◆ **Selected extract**
[Start]

On May 20, 1986, the Board of Directors of Halliburton Company (the
"Company") declared a dividend of one preferred stock purchase right (a "Right")
on each outstanding share of common stock, par value $2.50 per share (the
"Common Shares"), of the Company payable to stockholders of record on June 2,
1986. The terms of the outstanding Rights were subsequently modified by the
Amended and Restated Rights Agreement (the "First Amended Agreement") and the
Second Amended and Restated Rights Agreement (the "Second Amended Agreement")
which were approved by resolutions of the Company's Board of Directors adopted
February 15, 1990 and December 7, 1995, respectively.
Pursuant to the Second Amended Agreement, each Right will entitle the
holder thereof from and after the Distribution Date (as hereinafter defined)
until December 15, 2005 (or, if earlier, until the redemption or exchange of the
Rights) to buy one one-hundredth of a share of the Company's Series A Junior
Participating Preferred Stock, without par value (the "Preferred Shares"), at an
exercise price of $150.00, subject to certain antidilution adjustments. The
Rights will not be exercisable, transferable or trade separately from the Common
Shares, until the tenth business day (the "Distribution Date") after (a) public
announcement that a person or group has acquired beneficial ownership of 15% or
more of the Company's Voting Shares (as such term is defined in the Second
Amended Agreement) or (b) a person or group has commenced or announced a tender
or exchange offer, the consummation of which would result in beneficial
ownership by a person or group of 15% or more of the Company's Voting Shares.
Prior to the Distribution Date, the Rights will be represented by the Common
Share certificates; separate certificates representing the Rights will be
mailed, however, to holders of the Common Shares as of the Distribution Date.

[End]

◆ **Records for processing**
[Start]

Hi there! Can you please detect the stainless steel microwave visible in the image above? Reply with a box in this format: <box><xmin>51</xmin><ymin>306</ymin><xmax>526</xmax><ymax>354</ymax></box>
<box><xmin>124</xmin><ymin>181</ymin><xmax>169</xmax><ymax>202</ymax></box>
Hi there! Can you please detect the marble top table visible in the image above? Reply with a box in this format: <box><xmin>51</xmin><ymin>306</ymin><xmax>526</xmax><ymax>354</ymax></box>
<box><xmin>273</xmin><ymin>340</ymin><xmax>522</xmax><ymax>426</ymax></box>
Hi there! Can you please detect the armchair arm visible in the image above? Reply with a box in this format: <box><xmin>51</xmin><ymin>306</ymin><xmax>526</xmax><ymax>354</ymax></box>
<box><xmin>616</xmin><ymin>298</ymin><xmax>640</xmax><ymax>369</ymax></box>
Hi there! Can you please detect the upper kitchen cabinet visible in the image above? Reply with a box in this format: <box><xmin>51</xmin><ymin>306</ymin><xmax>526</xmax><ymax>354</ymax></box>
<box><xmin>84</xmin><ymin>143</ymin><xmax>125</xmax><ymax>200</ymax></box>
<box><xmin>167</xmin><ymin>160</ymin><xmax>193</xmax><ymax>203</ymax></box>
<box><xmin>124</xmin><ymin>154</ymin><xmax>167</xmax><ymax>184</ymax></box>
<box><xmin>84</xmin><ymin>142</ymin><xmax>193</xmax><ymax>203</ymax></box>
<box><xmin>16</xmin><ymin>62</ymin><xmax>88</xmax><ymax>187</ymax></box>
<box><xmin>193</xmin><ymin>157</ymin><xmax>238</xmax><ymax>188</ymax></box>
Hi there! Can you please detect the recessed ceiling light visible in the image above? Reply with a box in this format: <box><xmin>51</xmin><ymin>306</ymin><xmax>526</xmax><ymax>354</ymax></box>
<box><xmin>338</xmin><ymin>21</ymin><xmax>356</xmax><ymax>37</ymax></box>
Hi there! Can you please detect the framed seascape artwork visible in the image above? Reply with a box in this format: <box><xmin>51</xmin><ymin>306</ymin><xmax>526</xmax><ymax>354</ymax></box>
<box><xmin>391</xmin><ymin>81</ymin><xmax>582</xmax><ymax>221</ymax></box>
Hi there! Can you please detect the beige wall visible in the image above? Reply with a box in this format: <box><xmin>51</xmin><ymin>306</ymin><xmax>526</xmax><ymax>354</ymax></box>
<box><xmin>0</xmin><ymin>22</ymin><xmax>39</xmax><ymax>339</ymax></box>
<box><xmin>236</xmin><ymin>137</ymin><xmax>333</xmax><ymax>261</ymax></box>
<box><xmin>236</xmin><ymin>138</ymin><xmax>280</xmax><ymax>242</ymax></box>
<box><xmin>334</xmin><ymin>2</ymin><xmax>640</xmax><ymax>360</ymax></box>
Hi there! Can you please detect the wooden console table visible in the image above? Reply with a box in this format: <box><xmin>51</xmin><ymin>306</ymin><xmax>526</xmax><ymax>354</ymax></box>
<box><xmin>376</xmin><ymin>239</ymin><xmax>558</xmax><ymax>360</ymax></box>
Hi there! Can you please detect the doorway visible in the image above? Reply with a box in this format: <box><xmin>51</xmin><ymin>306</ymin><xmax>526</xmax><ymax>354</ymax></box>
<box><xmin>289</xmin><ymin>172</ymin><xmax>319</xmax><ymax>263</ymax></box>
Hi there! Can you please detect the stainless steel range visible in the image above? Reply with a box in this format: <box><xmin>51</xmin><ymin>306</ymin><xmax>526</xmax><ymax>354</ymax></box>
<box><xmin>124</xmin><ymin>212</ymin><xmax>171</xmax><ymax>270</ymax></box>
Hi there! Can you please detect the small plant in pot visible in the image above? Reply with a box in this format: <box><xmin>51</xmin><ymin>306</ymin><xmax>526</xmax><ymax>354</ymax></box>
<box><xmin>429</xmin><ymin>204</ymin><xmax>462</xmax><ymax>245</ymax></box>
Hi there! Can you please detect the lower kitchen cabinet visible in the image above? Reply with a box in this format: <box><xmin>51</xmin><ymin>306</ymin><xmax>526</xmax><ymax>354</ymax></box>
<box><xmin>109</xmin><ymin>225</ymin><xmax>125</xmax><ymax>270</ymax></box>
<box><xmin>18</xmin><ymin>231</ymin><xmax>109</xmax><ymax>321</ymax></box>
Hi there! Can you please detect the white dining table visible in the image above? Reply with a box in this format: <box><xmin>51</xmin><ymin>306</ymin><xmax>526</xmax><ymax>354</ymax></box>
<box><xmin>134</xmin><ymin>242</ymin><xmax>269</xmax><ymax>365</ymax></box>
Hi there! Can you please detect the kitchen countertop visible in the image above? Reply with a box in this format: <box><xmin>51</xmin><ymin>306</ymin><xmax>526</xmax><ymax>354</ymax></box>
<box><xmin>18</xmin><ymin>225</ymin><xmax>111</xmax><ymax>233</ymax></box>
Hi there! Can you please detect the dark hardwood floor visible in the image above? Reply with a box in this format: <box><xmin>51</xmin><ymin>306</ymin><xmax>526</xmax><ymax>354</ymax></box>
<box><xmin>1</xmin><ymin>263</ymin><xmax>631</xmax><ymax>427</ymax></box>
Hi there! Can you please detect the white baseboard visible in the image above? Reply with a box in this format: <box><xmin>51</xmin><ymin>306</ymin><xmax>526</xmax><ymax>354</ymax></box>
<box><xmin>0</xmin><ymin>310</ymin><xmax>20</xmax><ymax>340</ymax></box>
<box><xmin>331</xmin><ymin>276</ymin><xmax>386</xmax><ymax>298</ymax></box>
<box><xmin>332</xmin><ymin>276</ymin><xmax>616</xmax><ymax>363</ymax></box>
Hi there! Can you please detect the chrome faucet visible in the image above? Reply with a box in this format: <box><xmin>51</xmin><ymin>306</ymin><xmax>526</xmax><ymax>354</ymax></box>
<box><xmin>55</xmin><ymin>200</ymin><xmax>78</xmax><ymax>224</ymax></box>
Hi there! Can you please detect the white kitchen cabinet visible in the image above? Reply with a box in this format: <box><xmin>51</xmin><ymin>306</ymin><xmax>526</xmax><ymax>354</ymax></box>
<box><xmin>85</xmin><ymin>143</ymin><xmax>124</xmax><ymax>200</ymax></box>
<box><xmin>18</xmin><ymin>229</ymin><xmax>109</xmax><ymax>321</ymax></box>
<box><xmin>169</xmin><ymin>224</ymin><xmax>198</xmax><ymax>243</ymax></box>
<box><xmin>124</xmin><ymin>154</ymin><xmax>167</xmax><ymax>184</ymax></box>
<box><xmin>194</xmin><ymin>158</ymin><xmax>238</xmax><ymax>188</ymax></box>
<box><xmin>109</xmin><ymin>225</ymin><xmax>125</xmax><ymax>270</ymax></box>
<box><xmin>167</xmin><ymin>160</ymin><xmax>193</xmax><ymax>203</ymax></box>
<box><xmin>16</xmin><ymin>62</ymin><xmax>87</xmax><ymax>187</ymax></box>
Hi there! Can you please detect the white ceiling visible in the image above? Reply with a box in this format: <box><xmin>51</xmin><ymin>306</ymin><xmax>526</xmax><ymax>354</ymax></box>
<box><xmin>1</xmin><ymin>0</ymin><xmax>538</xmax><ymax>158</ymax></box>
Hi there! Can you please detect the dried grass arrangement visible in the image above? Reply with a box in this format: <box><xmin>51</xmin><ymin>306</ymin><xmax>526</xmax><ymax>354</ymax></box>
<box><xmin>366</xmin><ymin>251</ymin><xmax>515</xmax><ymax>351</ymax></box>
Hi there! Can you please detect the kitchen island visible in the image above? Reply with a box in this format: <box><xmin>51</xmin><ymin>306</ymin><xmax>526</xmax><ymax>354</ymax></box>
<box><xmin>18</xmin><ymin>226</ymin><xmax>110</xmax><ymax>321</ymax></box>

[End]

◆ **Prompt A**
According to the summary of Halliburton's rights plan, what is the exercise price for each Right?
◆ **Prompt B**
Format the part of the records that opens with the line containing "Hi there! Can you please detect the chrome" and runs through the end of the records as a JSON list of strings, one string per line, leaving out blank lines.
The summary of Halliburton's rights plan and the records have nothing to do with each other.

◆ **Correct output A**
$150.00, subject to certain antidilution adjustments.

◆ **Correct output B**
[
  "Hi there! Can you please detect the chrome faucet visible in the image above? Reply with a box in this format: <box><xmin>51</xmin><ymin>306</ymin><xmax>526</xmax><ymax>354</ymax></box>",
  "<box><xmin>55</xmin><ymin>200</ymin><xmax>78</xmax><ymax>224</ymax></box>",
  "Hi there! Can you please detect the white kitchen cabinet visible in the image above? Reply with a box in this format: <box><xmin>51</xmin><ymin>306</ymin><xmax>526</xmax><ymax>354</ymax></box>",
  "<box><xmin>85</xmin><ymin>143</ymin><xmax>124</xmax><ymax>200</ymax></box>",
  "<box><xmin>18</xmin><ymin>229</ymin><xmax>109</xmax><ymax>321</ymax></box>",
  "<box><xmin>169</xmin><ymin>224</ymin><xmax>198</xmax><ymax>243</ymax></box>",
  "<box><xmin>124</xmin><ymin>154</ymin><xmax>167</xmax><ymax>184</ymax></box>",
  "<box><xmin>194</xmin><ymin>158</ymin><xmax>238</xmax><ymax>188</ymax></box>",
  "<box><xmin>109</xmin><ymin>225</ymin><xmax>125</xmax><ymax>270</ymax></box>",
  "<box><xmin>167</xmin><ymin>160</ymin><xmax>193</xmax><ymax>203</ymax></box>",
  "<box><xmin>16</xmin><ymin>62</ymin><xmax>87</xmax><ymax>187</ymax></box>",
  "Hi there! Can you please detect the white ceiling visible in the image above? Reply with a box in this format: <box><xmin>51</xmin><ymin>306</ymin><xmax>526</xmax><ymax>354</ymax></box>",
  "<box><xmin>1</xmin><ymin>0</ymin><xmax>538</xmax><ymax>158</ymax></box>",
  "Hi there! Can you please detect the dried grass arrangement visible in the image above? Reply with a box in this format: <box><xmin>51</xmin><ymin>306</ymin><xmax>526</xmax><ymax>354</ymax></box>",
  "<box><xmin>366</xmin><ymin>251</ymin><xmax>515</xmax><ymax>351</ymax></box>",
  "Hi there! Can you please detect the kitchen island visible in the image above? Reply with a box in this format: <box><xmin>51</xmin><ymin>306</ymin><xmax>526</xmax><ymax>354</ymax></box>",
  "<box><xmin>18</xmin><ymin>226</ymin><xmax>110</xmax><ymax>321</ymax></box>"
]